- DIRECTIVE:
Write out each record again exactly as it stands.

- STORED RECORDS:
□ □ □ □ □ □ □
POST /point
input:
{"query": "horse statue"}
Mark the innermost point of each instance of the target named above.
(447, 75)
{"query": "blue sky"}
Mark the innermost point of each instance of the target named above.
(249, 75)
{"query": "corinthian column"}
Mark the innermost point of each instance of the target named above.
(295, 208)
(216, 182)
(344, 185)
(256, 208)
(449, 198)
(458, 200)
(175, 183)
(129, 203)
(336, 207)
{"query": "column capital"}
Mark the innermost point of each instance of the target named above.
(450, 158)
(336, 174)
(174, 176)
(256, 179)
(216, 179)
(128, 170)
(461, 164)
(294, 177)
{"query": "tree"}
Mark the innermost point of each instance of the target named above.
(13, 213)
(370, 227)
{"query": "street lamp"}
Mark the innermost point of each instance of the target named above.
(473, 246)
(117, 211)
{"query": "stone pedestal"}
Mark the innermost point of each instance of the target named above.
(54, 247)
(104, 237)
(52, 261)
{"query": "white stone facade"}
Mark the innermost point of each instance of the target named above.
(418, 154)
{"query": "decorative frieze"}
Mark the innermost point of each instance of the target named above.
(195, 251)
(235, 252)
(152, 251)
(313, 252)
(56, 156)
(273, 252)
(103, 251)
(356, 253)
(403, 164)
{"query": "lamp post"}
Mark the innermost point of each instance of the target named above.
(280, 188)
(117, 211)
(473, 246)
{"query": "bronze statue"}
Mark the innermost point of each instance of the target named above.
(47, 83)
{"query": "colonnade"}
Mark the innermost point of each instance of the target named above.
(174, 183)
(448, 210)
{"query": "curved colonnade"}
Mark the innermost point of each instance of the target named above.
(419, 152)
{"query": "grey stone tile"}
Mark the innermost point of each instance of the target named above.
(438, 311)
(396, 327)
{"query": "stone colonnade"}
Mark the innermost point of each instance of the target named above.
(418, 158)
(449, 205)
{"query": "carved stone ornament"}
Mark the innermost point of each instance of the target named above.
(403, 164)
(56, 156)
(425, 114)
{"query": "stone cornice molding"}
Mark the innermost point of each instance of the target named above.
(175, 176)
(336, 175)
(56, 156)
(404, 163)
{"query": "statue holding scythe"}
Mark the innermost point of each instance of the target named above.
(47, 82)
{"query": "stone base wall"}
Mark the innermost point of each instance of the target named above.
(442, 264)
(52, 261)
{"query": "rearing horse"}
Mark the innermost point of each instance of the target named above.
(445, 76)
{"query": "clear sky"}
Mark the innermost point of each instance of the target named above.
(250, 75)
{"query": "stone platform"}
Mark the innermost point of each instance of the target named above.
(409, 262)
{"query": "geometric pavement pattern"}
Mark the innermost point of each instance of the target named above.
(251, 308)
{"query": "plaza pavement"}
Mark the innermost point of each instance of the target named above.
□ □ □ □ □ □ □
- EXERCISE SOLUTION:
POST /point
input:
{"query": "horse statue"}
Mark the innermost point of each instance of the target named above.
(447, 75)
{"query": "blue sky"}
Mark the innermost point of each instance of the target named above.
(249, 75)
{"query": "corinthian column"}
Mark the innermost point of each instance of the target named above.
(295, 208)
(216, 182)
(344, 185)
(256, 208)
(449, 198)
(458, 200)
(175, 183)
(129, 203)
(336, 207)
{"query": "column capital"}
Mark the innermost point of each instance of the target named above.
(450, 158)
(336, 174)
(174, 176)
(256, 179)
(216, 179)
(128, 170)
(461, 164)
(294, 177)
{"query": "tree"}
Mark the innermost point of each instance of the target named above.
(13, 213)
(370, 227)
{"query": "street lamp"}
Mark the innermost point of each instance of the target named above.
(473, 246)
(117, 211)
{"query": "stone pedestal"}
Mark the innermost point of each instance of the target named above.
(54, 247)
(104, 237)
(52, 261)
{"query": "white stone facade"}
Mark the innermost point of each instance of the target named above.
(418, 154)
{"query": "decorative frieze"}
Mark the innermost point of each instance of the target named above.
(195, 251)
(235, 252)
(152, 251)
(313, 252)
(56, 156)
(273, 252)
(103, 251)
(356, 253)
(403, 164)
{"query": "lamp post"}
Mark the innermost point of each instance of the target named above.
(280, 188)
(117, 211)
(473, 246)
{"query": "bronze statue"}
Mark the innermost point of each instance of the target named above.
(47, 83)
{"query": "colonnade"}
Mark the innermost point of each instance of the target named above.
(174, 183)
(448, 210)
{"query": "curved colonnade"}
Mark the innermost point of each instance of the target named above.
(419, 152)
{"query": "grey stone tile"}
Mark the innermost point of each instance of the target named above.
(438, 311)
(396, 327)
{"query": "stone colonnade"}
Mark the innermost point of each instance of the target named above.
(418, 158)
(449, 205)
{"query": "carved stone ornament"}
Mark the innermost point of each instance of the target named above.
(403, 164)
(56, 156)
(425, 114)
{"query": "stone cornice molding"}
Mark the innermost point of each instance of the target named above.
(175, 176)
(336, 175)
(56, 156)
(404, 163)
{"query": "statue holding scythe"}
Mark the innermost point of each instance of the target named above.
(47, 82)
{"query": "stone base wall"}
Mark the innermost point of each instance of the target named above.
(442, 264)
(52, 261)
{"query": "rearing horse"}
Mark the innermost point of each instance of the target named above.
(445, 76)
{"query": "clear sky"}
Mark the innermost point of each instance of the target named above.
(250, 75)
{"query": "stone platform"}
Mark the innermost point of each instance of the target named above.
(409, 262)
{"query": "geometric pavement pattern"}
Mark the innermost point of each instance of the target named above.
(251, 308)
{"query": "plaza pavement"}
Mark the innermost point of each instance of the target named above.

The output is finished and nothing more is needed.